Point-per-instance localization data
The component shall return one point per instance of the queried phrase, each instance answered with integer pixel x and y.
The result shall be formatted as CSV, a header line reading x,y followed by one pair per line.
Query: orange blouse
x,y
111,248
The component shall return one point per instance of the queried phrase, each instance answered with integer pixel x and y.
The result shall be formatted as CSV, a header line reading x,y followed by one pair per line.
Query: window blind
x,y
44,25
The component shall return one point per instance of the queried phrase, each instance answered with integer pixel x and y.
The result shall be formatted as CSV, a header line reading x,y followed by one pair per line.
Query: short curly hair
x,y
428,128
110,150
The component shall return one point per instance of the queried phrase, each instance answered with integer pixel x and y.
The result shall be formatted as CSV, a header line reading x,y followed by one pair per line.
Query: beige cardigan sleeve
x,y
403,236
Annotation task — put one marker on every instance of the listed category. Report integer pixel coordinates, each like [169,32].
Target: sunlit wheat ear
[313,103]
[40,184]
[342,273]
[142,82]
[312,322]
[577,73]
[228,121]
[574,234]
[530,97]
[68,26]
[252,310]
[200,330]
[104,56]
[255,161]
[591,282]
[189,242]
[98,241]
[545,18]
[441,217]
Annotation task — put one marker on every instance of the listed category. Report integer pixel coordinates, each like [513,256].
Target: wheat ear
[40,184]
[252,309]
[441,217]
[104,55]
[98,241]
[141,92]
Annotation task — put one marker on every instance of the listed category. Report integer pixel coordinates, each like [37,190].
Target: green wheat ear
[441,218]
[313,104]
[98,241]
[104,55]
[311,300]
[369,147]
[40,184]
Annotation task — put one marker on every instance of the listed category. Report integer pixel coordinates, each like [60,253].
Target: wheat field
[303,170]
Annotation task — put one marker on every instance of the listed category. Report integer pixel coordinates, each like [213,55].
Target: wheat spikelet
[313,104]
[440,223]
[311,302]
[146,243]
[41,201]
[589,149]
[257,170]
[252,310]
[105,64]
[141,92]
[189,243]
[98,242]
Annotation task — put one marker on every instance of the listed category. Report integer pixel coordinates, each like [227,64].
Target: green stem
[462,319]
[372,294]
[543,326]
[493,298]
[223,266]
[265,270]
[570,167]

What the task requires
Please repeat the data in full so that nothing differs from the original.

The answer
The component shall return one point per instance of the queried phrase, each instance answered with integer pixel x and y.
The result shall be formatted as CSV, a header line reading x,y followed by one pair per line.
Query: orange blouse
x,y
111,248
The component shall return one point per instance of the queried phrase, each instance answered with integer pixel x and y.
The result shall be formatted as CSV, a header line reading x,y followed by one pair per line.
Query: window blind
x,y
44,25
The component shall return one point per instance of the queried phrase, each instance answered with integer pixel x and y.
The result shall be formatted as CSV, a header line reading x,y followed by one pair per line.
Query: short curly hair
x,y
428,128
110,150
The component shall return one point per instance of the queried phrase, each instance answered with integer pixel x and y.
The result shall be formatted as CSV, a header line reading x,y followed by one pair per line.
Query: beige cardigan sleeve
x,y
403,236
Annotation task — put one marker on every instance of the listed category. Report integer pixel coordinates, each like [169,32].
Target: sunlit wheat ear
[313,103]
[40,184]
[342,273]
[142,82]
[312,322]
[577,73]
[228,121]
[574,234]
[530,97]
[68,26]
[252,310]
[200,330]
[104,56]
[255,161]
[591,282]
[189,242]
[98,241]
[545,18]
[441,217]
Annotation task — put one marker on every instance of the listed category. Report integer pixel coordinates, each like [513,256].
Target: wheat ear
[40,184]
[252,309]
[441,217]
[104,55]
[98,241]
[141,92]
Annotation task — put one marker on every instance of the listed category. Report integer pixel coordinates, each like [37,190].
Target: green wheat ear
[441,218]
[313,104]
[98,241]
[104,55]
[311,300]
[369,147]
[40,184]
Annotation task — put one marker on every instance of the listed category. Report integer pixel coordinates, each like [60,253].
Target: wheat field
[303,170]
Annotation task — put one marker on every instance of the listed category. Report integer pixel coordinates, each like [213,55].
Target: wheat spikelet
[313,104]
[440,223]
[311,302]
[146,243]
[41,201]
[589,149]
[257,170]
[252,310]
[105,64]
[141,92]
[189,243]
[98,242]
Annotation task — put one marker on every instance of the listed category. Report integer pixel coordinates, each like [227,64].
Target: green stem
[462,319]
[372,294]
[543,326]
[493,298]
[223,266]
[265,270]
[570,167]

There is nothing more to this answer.